____ Listed entries
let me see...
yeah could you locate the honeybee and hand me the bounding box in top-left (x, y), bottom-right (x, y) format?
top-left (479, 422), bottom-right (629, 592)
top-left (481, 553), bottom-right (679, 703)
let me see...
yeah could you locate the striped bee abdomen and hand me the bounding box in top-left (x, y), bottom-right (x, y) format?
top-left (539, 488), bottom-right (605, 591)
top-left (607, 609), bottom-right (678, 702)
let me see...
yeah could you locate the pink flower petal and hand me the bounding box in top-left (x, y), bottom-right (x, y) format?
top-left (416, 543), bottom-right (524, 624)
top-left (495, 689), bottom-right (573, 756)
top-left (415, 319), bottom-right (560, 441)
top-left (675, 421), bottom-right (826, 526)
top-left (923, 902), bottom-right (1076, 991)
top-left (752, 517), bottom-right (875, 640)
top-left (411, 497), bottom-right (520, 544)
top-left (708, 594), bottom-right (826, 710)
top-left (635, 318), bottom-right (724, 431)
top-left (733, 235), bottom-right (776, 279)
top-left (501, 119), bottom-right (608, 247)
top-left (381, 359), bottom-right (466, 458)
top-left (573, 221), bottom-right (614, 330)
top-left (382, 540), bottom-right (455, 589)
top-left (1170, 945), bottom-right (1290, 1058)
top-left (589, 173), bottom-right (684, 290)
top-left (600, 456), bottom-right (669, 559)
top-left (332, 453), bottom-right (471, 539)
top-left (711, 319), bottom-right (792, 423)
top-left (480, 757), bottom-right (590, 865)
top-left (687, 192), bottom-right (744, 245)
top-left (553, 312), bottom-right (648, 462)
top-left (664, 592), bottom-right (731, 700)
________
» **Exercise aim**
All of the records need to be returned exactly as they are.

» **Answer to this exercise**
let me see...
yeah could you locate the honeybee and hand me the bounding box in top-left (x, y), bottom-right (x, y) format?
top-left (479, 422), bottom-right (629, 592)
top-left (481, 553), bottom-right (679, 703)
let me see...
yeah could you locate the striped bee abdomen and hand me the bounding box in top-left (x, y), bottom-right (x, y) format?
top-left (539, 488), bottom-right (605, 591)
top-left (607, 609), bottom-right (678, 702)
let me see...
yeah could you locate the pink flower petal and hand me the bounding box in top-left (x, y), bottom-right (x, y) format?
top-left (416, 543), bottom-right (524, 624)
top-left (495, 689), bottom-right (573, 756)
top-left (415, 319), bottom-right (560, 441)
top-left (675, 421), bottom-right (826, 526)
top-left (923, 902), bottom-right (1076, 991)
top-left (752, 517), bottom-right (875, 640)
top-left (411, 497), bottom-right (520, 544)
top-left (708, 594), bottom-right (826, 710)
top-left (635, 318), bottom-right (724, 431)
top-left (733, 235), bottom-right (776, 279)
top-left (501, 119), bottom-right (608, 247)
top-left (381, 359), bottom-right (466, 458)
top-left (573, 221), bottom-right (614, 330)
top-left (382, 540), bottom-right (455, 589)
top-left (1170, 945), bottom-right (1290, 1058)
top-left (589, 173), bottom-right (684, 290)
top-left (600, 456), bottom-right (669, 559)
top-left (332, 453), bottom-right (471, 539)
top-left (711, 319), bottom-right (792, 423)
top-left (480, 757), bottom-right (590, 865)
top-left (687, 192), bottom-right (744, 245)
top-left (553, 312), bottom-right (648, 462)
top-left (664, 592), bottom-right (731, 700)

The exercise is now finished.